■ **WHAT THE EXERCISE ASKS**: Nothing outside the stretch is wanted. Repeat exactly the lines of the listing below from the one that contains "For the scene shown above, tell me where the windshield" through the one that contains "For the scene shown above, tell me where the white", both ends included.

*** LISTED RECORDS ***

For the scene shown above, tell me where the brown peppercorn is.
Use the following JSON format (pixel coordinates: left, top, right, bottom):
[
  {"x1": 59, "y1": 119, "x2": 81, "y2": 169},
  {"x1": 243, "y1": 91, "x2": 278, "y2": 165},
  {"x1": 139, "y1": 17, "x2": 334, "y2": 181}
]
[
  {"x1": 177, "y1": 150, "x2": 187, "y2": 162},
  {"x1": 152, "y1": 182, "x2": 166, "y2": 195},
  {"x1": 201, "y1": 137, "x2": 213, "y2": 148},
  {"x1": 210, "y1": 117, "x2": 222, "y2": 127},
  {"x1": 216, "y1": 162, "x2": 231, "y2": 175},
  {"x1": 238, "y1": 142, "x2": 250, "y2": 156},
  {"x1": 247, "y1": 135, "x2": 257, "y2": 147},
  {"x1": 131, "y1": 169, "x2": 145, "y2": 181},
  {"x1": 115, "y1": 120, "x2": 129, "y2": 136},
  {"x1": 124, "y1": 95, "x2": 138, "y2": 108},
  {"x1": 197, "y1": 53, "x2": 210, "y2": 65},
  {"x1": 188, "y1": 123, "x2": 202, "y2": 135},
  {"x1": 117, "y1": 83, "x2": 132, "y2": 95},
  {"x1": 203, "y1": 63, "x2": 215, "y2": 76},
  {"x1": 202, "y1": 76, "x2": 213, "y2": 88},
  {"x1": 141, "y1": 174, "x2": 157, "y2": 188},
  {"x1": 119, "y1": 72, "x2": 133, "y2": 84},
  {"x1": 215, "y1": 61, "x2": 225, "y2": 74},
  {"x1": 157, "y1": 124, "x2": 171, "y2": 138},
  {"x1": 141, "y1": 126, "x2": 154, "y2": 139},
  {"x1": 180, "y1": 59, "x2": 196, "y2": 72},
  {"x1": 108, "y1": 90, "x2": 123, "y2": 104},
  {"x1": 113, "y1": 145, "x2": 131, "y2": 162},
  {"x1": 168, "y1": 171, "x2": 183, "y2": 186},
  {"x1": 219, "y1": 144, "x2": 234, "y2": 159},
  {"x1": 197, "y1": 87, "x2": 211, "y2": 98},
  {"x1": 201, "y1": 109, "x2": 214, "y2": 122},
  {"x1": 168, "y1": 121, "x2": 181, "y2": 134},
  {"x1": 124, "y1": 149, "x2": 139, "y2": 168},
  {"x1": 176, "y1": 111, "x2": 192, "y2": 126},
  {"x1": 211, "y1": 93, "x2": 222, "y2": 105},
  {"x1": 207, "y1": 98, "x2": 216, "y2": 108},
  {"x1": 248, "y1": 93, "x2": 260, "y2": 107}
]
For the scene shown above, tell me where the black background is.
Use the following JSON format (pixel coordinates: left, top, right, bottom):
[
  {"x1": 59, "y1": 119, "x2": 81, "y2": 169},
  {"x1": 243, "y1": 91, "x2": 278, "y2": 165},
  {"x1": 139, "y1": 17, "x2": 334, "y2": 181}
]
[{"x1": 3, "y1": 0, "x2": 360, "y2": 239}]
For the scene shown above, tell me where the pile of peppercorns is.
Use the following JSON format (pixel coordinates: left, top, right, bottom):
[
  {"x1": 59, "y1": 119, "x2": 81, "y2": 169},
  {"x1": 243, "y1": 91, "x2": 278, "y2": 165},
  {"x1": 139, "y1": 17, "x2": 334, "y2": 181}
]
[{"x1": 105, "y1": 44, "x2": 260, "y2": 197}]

*** End of LISTED RECORDS ***
*** LISTED RECORDS ***

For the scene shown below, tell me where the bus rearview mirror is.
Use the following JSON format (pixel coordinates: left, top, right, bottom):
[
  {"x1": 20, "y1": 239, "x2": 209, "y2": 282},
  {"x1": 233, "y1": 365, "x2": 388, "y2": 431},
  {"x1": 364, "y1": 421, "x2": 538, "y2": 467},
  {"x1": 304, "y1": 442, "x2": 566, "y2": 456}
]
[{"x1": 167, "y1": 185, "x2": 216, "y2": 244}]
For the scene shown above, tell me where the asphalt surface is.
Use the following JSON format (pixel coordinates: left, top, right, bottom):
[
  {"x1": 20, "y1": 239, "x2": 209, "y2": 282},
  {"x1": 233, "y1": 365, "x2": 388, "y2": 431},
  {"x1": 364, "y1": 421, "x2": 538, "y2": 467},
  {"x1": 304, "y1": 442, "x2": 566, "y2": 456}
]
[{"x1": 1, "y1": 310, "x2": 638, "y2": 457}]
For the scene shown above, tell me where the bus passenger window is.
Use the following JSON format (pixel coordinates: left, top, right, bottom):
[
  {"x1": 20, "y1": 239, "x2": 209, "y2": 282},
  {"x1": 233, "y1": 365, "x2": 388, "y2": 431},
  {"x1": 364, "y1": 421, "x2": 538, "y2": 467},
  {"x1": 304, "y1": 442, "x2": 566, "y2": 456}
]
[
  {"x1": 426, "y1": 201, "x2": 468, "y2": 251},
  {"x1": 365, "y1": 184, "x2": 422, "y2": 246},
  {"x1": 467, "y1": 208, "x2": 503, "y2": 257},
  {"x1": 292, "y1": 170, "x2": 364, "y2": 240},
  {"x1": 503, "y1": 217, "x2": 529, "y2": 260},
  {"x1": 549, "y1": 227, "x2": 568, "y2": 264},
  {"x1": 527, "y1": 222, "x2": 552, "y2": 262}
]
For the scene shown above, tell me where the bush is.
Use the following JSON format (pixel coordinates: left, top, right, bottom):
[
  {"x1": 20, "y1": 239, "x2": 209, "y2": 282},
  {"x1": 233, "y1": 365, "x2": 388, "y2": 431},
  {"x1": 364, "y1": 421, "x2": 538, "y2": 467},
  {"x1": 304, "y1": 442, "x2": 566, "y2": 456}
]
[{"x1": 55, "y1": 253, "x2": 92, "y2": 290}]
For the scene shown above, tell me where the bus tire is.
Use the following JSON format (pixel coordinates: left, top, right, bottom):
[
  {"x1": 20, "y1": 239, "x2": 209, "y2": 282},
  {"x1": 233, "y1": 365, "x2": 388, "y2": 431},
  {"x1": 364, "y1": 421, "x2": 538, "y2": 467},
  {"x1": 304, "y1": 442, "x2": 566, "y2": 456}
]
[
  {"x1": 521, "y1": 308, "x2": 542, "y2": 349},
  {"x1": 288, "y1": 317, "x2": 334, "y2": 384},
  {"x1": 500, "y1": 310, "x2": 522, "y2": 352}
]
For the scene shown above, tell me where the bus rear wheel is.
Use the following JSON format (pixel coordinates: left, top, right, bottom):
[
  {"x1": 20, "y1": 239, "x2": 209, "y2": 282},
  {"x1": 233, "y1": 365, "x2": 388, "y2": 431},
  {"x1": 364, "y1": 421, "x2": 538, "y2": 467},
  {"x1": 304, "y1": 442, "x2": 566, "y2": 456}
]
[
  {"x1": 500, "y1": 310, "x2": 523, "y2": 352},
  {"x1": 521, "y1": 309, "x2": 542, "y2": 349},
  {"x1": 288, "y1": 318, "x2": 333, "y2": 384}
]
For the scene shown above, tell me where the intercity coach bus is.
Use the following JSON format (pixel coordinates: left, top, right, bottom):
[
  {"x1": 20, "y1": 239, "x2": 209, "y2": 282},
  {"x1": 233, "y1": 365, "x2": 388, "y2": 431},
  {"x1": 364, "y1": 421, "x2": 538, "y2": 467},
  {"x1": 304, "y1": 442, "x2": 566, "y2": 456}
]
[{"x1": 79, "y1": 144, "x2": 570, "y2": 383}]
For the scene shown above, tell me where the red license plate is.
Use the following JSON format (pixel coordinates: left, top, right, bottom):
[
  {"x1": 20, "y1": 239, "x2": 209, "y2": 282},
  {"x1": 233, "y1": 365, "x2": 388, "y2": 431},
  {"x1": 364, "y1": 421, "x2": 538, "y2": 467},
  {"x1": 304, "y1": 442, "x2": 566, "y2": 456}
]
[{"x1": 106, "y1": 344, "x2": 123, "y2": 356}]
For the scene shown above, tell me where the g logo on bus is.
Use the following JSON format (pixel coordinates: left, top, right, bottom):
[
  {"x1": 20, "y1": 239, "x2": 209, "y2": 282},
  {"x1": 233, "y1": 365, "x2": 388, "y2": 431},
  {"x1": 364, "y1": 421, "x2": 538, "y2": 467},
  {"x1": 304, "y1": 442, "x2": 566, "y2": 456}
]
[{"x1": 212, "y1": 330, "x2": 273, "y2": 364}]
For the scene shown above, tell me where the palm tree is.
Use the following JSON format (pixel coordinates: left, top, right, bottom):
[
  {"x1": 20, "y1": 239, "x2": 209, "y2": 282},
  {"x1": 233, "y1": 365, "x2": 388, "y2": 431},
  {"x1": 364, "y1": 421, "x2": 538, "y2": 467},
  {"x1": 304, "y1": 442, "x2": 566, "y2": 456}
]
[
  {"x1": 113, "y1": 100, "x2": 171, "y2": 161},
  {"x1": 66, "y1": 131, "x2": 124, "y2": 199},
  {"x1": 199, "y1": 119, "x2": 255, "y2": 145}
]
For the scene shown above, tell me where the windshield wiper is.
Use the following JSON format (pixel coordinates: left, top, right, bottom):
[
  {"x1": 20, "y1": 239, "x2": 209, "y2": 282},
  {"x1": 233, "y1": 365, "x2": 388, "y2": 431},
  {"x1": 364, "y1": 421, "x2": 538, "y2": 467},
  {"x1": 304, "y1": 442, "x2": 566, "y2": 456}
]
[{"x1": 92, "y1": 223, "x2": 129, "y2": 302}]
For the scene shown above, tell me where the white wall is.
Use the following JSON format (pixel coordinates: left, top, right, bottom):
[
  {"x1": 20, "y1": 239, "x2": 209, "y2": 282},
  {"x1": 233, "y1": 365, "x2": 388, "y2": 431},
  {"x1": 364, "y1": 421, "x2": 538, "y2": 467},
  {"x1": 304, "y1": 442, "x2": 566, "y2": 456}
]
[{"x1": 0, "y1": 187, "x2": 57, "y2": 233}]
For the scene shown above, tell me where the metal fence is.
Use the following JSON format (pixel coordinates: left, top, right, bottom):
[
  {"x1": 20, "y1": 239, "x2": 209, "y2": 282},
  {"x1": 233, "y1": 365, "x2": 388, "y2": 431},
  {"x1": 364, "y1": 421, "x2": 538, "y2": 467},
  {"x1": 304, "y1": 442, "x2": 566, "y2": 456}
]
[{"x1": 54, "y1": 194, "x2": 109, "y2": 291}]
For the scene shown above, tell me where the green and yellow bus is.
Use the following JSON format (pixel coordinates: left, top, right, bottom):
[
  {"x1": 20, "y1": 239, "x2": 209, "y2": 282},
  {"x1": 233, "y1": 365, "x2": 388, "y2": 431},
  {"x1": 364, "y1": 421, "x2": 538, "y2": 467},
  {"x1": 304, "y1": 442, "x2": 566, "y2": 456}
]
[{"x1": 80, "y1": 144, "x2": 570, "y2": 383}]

*** End of LISTED RECORDS ***

■ **SOLUTION TO THIS TASK**:
For the scene shown above, tell me where the windshield wiper is.
Use the following JSON format (pixel coordinates: left, top, right, bottom):
[
  {"x1": 20, "y1": 239, "x2": 209, "y2": 282},
  {"x1": 233, "y1": 365, "x2": 388, "y2": 431},
  {"x1": 364, "y1": 421, "x2": 538, "y2": 467},
  {"x1": 304, "y1": 442, "x2": 566, "y2": 456}
]
[{"x1": 92, "y1": 223, "x2": 129, "y2": 302}]
For the scene shown above, tell me where the white wall is.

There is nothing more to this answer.